(Excerpts of location labeling data)
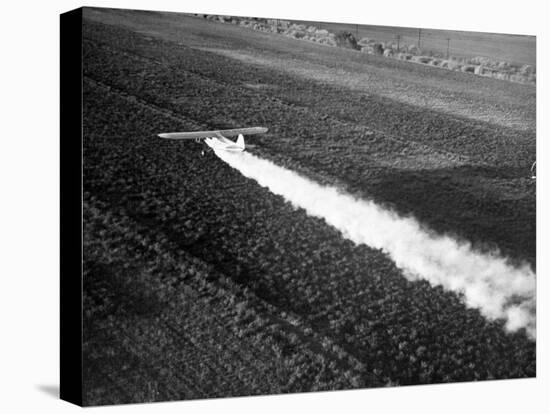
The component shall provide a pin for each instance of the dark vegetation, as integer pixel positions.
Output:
(199, 283)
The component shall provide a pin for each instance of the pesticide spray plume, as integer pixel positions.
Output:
(486, 281)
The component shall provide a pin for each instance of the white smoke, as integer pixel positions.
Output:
(487, 281)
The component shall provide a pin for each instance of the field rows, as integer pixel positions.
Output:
(246, 295)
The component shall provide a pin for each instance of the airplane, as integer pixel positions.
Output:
(217, 140)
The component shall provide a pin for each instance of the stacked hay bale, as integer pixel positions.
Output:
(346, 40)
(478, 65)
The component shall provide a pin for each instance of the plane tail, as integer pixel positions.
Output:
(240, 141)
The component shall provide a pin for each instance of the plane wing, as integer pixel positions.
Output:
(208, 134)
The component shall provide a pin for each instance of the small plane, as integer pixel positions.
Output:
(217, 140)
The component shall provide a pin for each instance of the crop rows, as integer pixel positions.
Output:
(439, 168)
(237, 293)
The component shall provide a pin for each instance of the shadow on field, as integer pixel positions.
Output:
(492, 207)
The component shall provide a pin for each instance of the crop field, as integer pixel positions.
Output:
(199, 282)
(517, 49)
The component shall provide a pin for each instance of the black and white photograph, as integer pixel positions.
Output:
(277, 206)
(271, 207)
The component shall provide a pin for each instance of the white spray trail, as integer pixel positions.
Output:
(487, 281)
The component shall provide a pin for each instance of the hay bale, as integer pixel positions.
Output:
(346, 40)
(526, 70)
(468, 69)
(421, 59)
(413, 49)
(377, 48)
(404, 56)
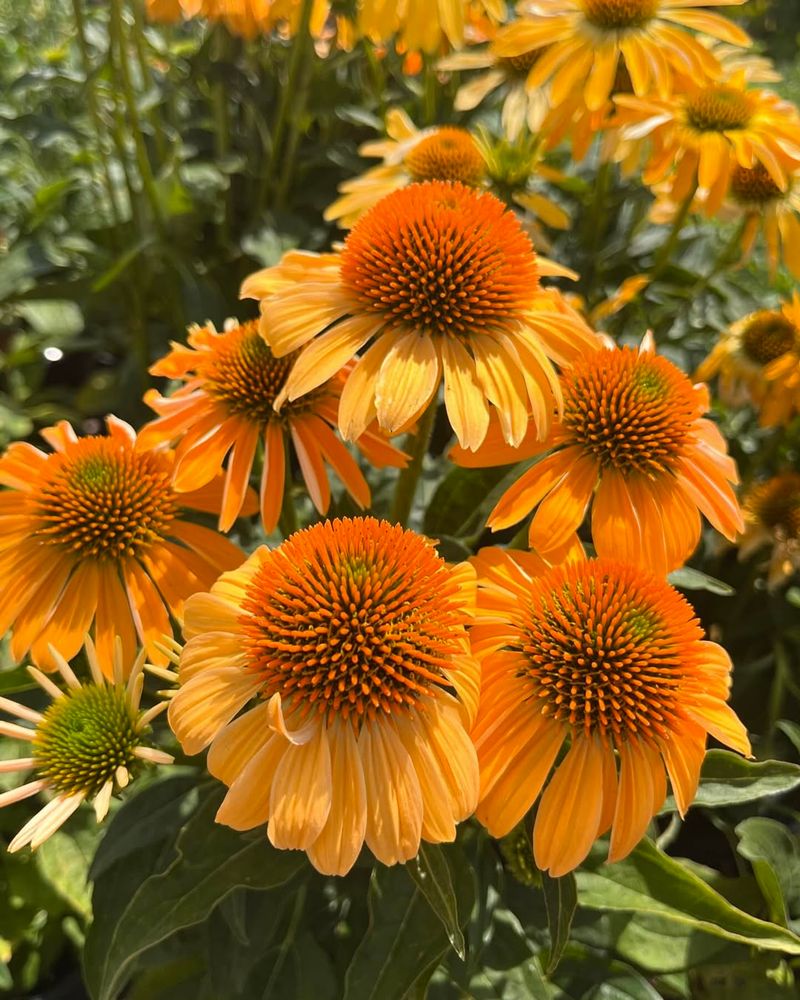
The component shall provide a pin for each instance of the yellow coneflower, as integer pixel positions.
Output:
(440, 153)
(583, 42)
(91, 740)
(94, 535)
(772, 517)
(611, 659)
(351, 637)
(633, 442)
(226, 408)
(445, 284)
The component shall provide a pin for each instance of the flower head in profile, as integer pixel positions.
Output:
(347, 645)
(93, 535)
(410, 155)
(443, 284)
(745, 359)
(584, 41)
(609, 659)
(633, 442)
(91, 740)
(701, 134)
(772, 518)
(226, 408)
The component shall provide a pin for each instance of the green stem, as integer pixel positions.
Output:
(300, 46)
(119, 42)
(664, 256)
(407, 481)
(94, 112)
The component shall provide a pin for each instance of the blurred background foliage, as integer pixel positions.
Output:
(144, 171)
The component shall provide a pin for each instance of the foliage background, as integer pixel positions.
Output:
(144, 172)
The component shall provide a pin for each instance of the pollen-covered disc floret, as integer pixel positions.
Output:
(619, 14)
(84, 737)
(351, 619)
(607, 662)
(103, 500)
(449, 154)
(607, 648)
(441, 257)
(91, 740)
(631, 411)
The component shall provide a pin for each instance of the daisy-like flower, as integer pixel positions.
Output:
(609, 657)
(632, 442)
(443, 281)
(772, 517)
(351, 637)
(92, 739)
(522, 105)
(95, 532)
(769, 211)
(226, 408)
(700, 135)
(584, 41)
(441, 153)
(744, 356)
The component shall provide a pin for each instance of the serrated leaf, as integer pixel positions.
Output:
(560, 899)
(727, 779)
(433, 876)
(649, 882)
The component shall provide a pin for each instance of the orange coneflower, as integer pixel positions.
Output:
(584, 41)
(94, 532)
(445, 282)
(612, 658)
(634, 443)
(745, 359)
(409, 154)
(772, 517)
(352, 637)
(226, 408)
(700, 135)
(90, 740)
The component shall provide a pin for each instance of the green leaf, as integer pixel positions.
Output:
(211, 862)
(687, 578)
(649, 882)
(432, 874)
(561, 899)
(728, 780)
(405, 935)
(774, 853)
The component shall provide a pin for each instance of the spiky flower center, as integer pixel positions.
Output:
(606, 647)
(776, 504)
(616, 15)
(352, 618)
(84, 737)
(441, 258)
(718, 109)
(449, 154)
(243, 373)
(753, 185)
(102, 499)
(631, 411)
(767, 336)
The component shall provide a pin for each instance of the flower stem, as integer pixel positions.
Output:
(407, 481)
(664, 256)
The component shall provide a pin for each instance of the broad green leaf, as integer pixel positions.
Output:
(688, 578)
(728, 780)
(774, 853)
(405, 935)
(649, 882)
(433, 876)
(211, 862)
(561, 899)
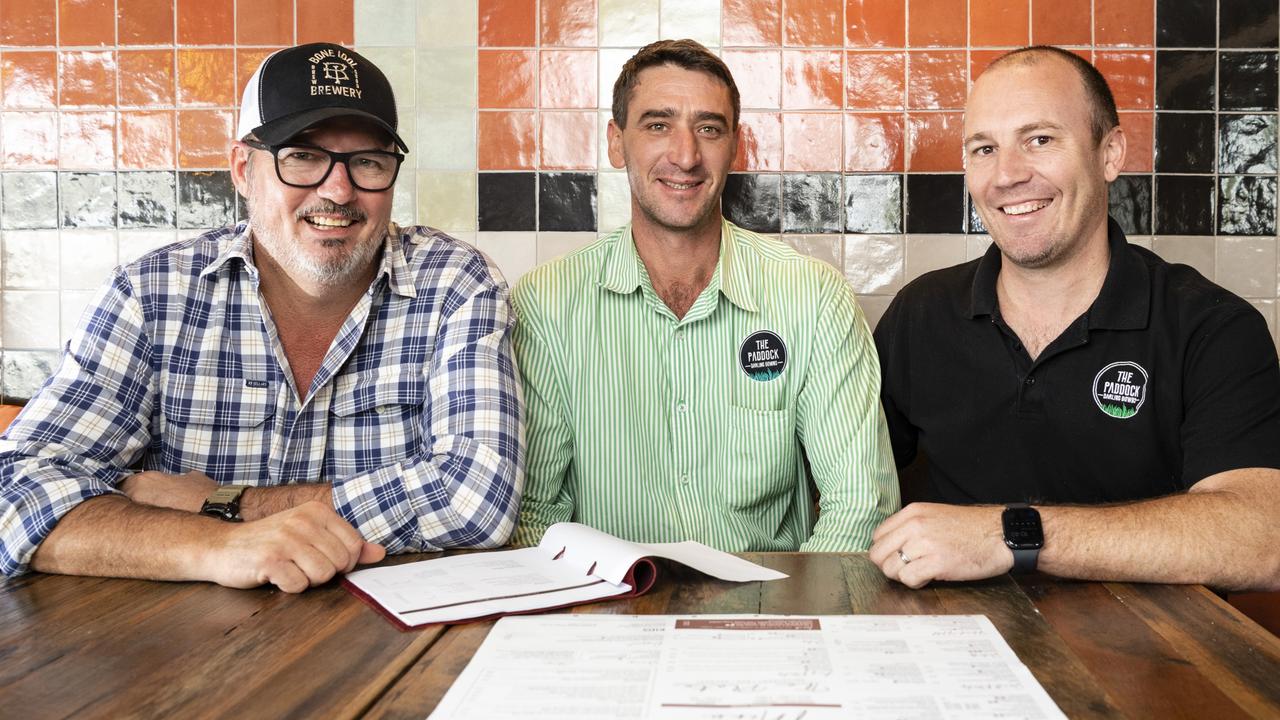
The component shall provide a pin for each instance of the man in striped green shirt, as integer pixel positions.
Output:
(684, 377)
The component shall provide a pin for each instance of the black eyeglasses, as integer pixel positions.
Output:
(307, 165)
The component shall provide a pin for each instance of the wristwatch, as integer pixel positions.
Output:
(224, 504)
(1023, 534)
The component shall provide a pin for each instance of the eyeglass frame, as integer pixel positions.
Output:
(334, 158)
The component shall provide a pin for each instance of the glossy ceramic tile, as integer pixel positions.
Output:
(1248, 81)
(873, 204)
(873, 142)
(1184, 142)
(507, 201)
(874, 23)
(812, 203)
(754, 201)
(810, 141)
(1247, 144)
(28, 81)
(1247, 205)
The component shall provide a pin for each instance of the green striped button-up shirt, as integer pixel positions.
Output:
(659, 429)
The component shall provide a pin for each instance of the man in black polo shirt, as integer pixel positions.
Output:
(1127, 408)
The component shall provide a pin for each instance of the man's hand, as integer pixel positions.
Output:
(177, 492)
(293, 550)
(926, 542)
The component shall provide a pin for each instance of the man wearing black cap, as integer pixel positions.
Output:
(280, 400)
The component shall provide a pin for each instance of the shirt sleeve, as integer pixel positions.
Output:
(548, 499)
(841, 427)
(464, 488)
(82, 431)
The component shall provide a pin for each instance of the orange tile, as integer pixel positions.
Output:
(145, 22)
(506, 141)
(812, 80)
(752, 22)
(327, 21)
(146, 78)
(86, 22)
(508, 78)
(758, 74)
(1138, 141)
(999, 23)
(936, 80)
(28, 80)
(813, 23)
(759, 146)
(874, 23)
(146, 140)
(933, 142)
(874, 80)
(86, 141)
(567, 140)
(208, 22)
(1132, 77)
(264, 22)
(1061, 22)
(566, 78)
(204, 139)
(87, 78)
(873, 142)
(570, 23)
(28, 140)
(1124, 23)
(810, 141)
(206, 78)
(508, 23)
(936, 23)
(26, 22)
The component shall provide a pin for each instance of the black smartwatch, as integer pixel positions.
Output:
(224, 504)
(1023, 534)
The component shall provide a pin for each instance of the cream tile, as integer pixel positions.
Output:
(447, 200)
(874, 263)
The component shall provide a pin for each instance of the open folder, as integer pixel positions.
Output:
(572, 565)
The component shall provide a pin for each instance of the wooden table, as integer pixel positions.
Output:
(92, 647)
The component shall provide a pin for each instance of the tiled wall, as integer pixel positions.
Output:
(114, 117)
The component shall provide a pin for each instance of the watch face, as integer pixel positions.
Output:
(1023, 528)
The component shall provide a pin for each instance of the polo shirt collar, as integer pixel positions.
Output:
(1123, 304)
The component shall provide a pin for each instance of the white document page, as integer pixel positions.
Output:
(745, 666)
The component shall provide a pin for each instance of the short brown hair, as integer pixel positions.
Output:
(1102, 104)
(686, 54)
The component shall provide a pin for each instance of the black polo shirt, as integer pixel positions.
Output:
(1164, 381)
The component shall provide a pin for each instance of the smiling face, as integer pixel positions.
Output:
(318, 236)
(677, 147)
(1033, 168)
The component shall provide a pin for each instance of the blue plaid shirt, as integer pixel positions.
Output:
(414, 417)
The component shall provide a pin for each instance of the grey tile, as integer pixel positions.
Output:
(147, 200)
(30, 200)
(87, 199)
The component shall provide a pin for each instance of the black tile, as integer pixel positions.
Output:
(1247, 144)
(935, 204)
(1185, 23)
(1247, 205)
(1184, 80)
(1184, 142)
(507, 201)
(754, 201)
(873, 204)
(1248, 81)
(1129, 203)
(1248, 23)
(1184, 204)
(206, 199)
(566, 203)
(812, 204)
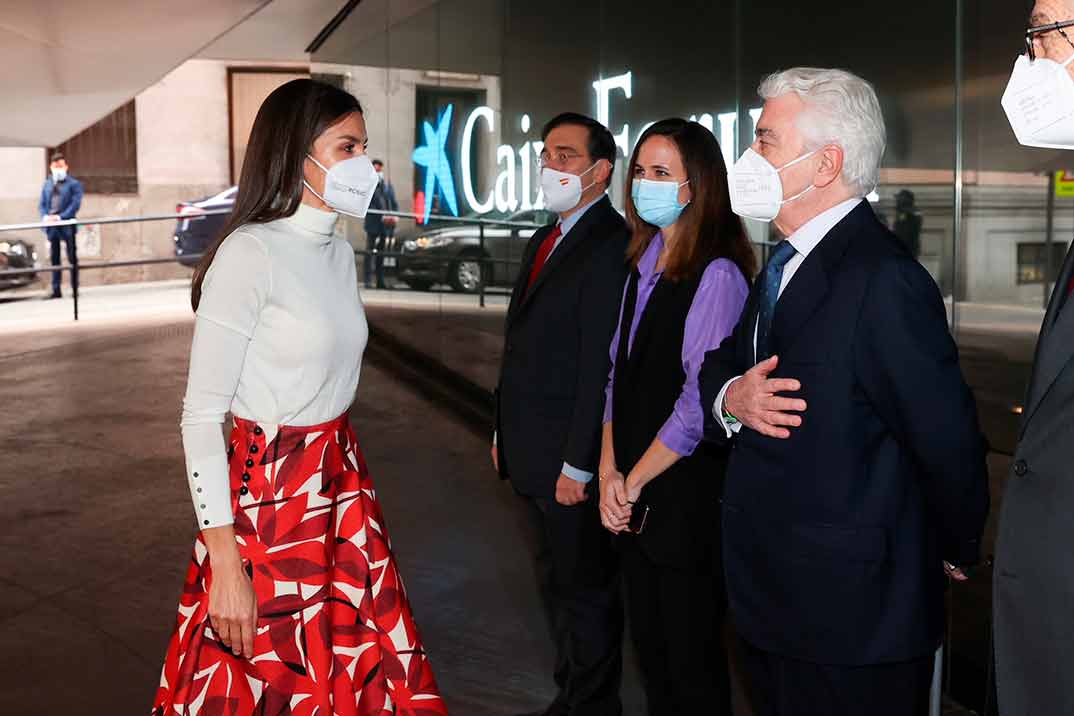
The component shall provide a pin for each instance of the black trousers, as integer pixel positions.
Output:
(782, 686)
(677, 617)
(578, 575)
(64, 235)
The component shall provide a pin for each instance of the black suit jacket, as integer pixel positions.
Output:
(555, 364)
(833, 539)
(1033, 579)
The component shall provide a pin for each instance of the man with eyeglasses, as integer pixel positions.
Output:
(550, 404)
(1033, 576)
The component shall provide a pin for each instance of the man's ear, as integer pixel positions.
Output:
(601, 173)
(831, 164)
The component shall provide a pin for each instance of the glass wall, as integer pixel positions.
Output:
(456, 91)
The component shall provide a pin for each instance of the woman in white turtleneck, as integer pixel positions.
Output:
(292, 595)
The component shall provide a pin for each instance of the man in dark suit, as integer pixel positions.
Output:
(378, 228)
(1033, 578)
(550, 403)
(60, 200)
(858, 465)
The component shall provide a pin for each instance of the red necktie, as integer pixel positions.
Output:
(542, 253)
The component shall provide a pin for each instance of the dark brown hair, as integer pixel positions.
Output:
(707, 229)
(271, 187)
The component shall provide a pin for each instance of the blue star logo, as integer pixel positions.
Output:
(434, 157)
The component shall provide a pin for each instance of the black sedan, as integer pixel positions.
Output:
(16, 253)
(196, 230)
(456, 256)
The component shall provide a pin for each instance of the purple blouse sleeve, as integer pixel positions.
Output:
(712, 317)
(613, 352)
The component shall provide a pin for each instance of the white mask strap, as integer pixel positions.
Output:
(795, 161)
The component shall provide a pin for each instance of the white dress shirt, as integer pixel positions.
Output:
(807, 238)
(278, 339)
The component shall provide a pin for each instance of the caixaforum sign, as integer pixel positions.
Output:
(516, 187)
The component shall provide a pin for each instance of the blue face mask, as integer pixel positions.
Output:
(657, 202)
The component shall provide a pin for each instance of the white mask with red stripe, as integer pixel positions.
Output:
(562, 190)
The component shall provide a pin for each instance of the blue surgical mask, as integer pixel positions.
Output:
(657, 202)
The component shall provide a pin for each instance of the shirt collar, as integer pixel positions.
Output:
(314, 221)
(568, 223)
(810, 234)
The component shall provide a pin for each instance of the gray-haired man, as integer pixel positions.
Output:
(858, 465)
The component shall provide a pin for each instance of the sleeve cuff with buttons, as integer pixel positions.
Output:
(717, 410)
(577, 475)
(211, 490)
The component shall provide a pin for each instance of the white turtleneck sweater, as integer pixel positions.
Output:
(278, 339)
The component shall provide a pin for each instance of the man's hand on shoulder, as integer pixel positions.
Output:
(754, 400)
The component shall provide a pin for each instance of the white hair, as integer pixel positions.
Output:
(841, 108)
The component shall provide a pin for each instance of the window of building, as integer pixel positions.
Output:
(104, 157)
(1033, 261)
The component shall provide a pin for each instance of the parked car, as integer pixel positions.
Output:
(16, 253)
(196, 230)
(454, 253)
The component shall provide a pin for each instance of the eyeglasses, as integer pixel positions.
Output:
(559, 159)
(1034, 32)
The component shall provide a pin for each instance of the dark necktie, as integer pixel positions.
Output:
(542, 253)
(769, 294)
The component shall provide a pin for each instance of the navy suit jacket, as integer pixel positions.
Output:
(70, 203)
(555, 362)
(833, 539)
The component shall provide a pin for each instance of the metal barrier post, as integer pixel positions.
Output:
(75, 282)
(483, 265)
(934, 700)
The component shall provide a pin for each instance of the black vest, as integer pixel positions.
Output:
(683, 524)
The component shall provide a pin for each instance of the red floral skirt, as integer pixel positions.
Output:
(335, 634)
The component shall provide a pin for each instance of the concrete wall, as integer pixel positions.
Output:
(182, 155)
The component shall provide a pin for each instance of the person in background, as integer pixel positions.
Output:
(549, 403)
(857, 477)
(692, 261)
(60, 201)
(1033, 576)
(379, 229)
(908, 222)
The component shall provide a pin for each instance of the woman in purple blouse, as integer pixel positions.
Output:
(659, 484)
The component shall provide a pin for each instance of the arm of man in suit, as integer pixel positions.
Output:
(751, 395)
(71, 210)
(517, 295)
(908, 365)
(599, 302)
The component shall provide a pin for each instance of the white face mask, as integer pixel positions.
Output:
(348, 185)
(755, 186)
(562, 190)
(1039, 102)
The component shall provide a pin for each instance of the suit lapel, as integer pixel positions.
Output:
(574, 238)
(810, 285)
(527, 261)
(1056, 345)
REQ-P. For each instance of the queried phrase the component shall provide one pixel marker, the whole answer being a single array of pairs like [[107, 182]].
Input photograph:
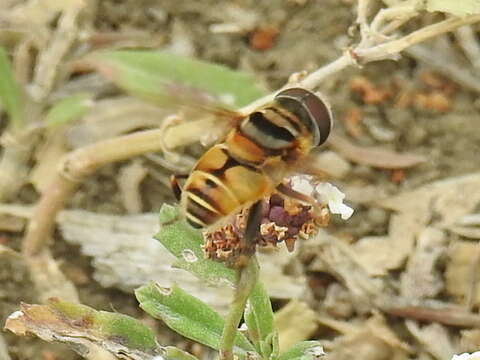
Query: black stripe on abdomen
[[265, 133]]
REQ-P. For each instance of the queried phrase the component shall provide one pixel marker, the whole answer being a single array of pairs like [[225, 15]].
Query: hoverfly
[[257, 154]]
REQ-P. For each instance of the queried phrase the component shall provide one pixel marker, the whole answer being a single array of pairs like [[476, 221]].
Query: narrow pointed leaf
[[173, 353], [10, 94], [163, 77], [187, 315], [306, 350], [185, 243]]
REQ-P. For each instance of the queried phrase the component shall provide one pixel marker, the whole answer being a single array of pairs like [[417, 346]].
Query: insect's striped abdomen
[[218, 186], [255, 157]]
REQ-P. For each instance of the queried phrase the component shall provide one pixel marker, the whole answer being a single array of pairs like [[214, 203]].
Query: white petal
[[333, 197], [301, 183]]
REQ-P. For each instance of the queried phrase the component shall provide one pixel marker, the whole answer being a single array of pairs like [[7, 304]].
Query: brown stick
[[85, 161]]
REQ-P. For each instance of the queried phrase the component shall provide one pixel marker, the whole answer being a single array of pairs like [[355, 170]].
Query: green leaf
[[458, 8], [173, 353], [10, 94], [259, 317], [185, 243], [305, 350], [187, 315], [162, 76], [68, 109]]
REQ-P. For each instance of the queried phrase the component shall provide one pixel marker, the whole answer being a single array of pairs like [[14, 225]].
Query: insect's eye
[[310, 110]]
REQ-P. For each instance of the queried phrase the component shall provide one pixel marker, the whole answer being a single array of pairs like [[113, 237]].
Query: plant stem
[[246, 279]]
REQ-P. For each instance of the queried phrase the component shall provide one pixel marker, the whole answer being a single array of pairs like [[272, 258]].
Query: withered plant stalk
[[375, 44]]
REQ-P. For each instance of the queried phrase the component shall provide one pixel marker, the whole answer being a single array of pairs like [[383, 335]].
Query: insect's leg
[[250, 236], [175, 185]]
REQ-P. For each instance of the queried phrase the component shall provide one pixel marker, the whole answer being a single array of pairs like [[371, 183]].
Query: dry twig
[[85, 161]]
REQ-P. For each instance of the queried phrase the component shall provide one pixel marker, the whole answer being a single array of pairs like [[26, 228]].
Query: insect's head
[[310, 109]]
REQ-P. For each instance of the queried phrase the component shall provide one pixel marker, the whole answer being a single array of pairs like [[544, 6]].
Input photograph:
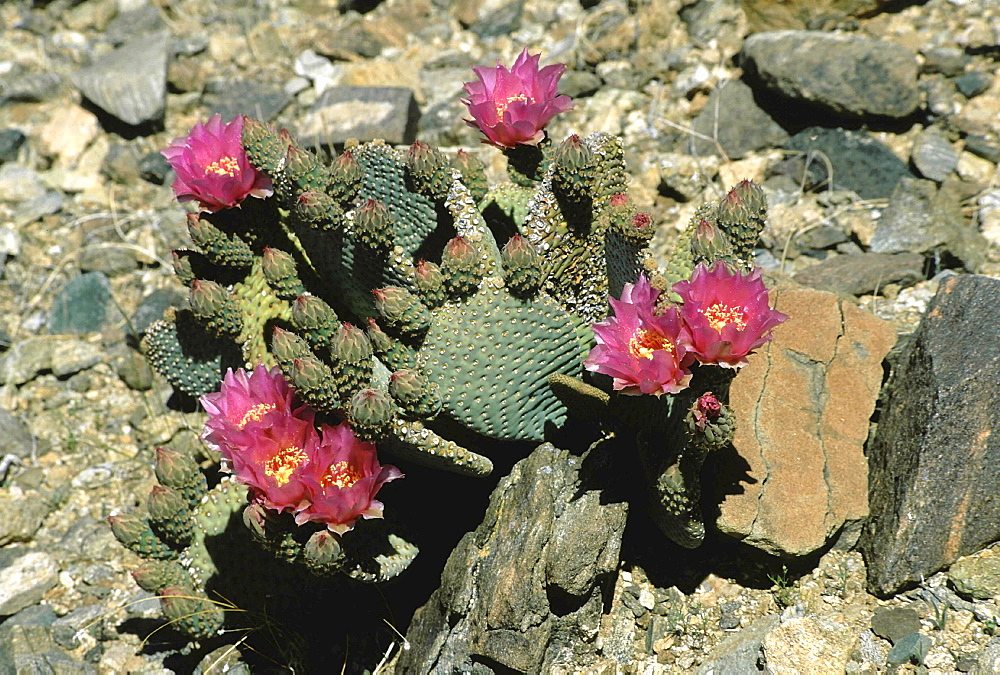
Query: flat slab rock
[[936, 453], [803, 407]]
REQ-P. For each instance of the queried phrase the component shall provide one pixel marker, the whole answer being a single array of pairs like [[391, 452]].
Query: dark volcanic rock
[[130, 82], [529, 582], [934, 461], [857, 160], [734, 119], [846, 74], [863, 273], [364, 113]]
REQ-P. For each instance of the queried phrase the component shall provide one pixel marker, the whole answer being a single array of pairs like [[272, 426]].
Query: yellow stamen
[[645, 342], [255, 414], [227, 166], [720, 315], [340, 475], [283, 463], [502, 104]]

== DESCRIPTION OF THE TASK ==
Give again only the lines of the material above that run from the one with "like [[391, 452]]." through the end, both included, exactly as they appear.

== WRITTEN RESPONSE ==
REQ-P. For each instance of the queried phrase the component shall provide one pixel marker, the whole answer being a single array of pairs like [[391, 452]].
Query: dark volcanic rock
[[130, 82], [529, 582], [934, 461], [857, 160], [734, 119], [846, 74], [863, 273], [364, 113]]
REQ-P. For each instance of the queried phrase the component shall provide one pixel marker, the whole answer being a single array of pairs like [[272, 426]].
Query: yellow stamen
[[645, 342], [255, 414], [227, 166], [720, 315], [340, 475], [283, 463], [502, 104]]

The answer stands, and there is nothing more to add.